→ Activity
Please set down each of the lines below once more, exactly, omitting all pictures.

→ Data for the task
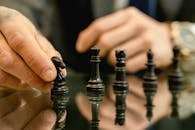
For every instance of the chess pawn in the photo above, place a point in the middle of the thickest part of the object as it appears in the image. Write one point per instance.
(95, 87)
(175, 81)
(59, 94)
(120, 87)
(150, 85)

→ Solution
For every instance of the chess pawn in the photo above, place a point in the middle of the thickest part of the object as it appears in the image. Write one point per instance.
(95, 87)
(175, 81)
(59, 94)
(120, 87)
(150, 85)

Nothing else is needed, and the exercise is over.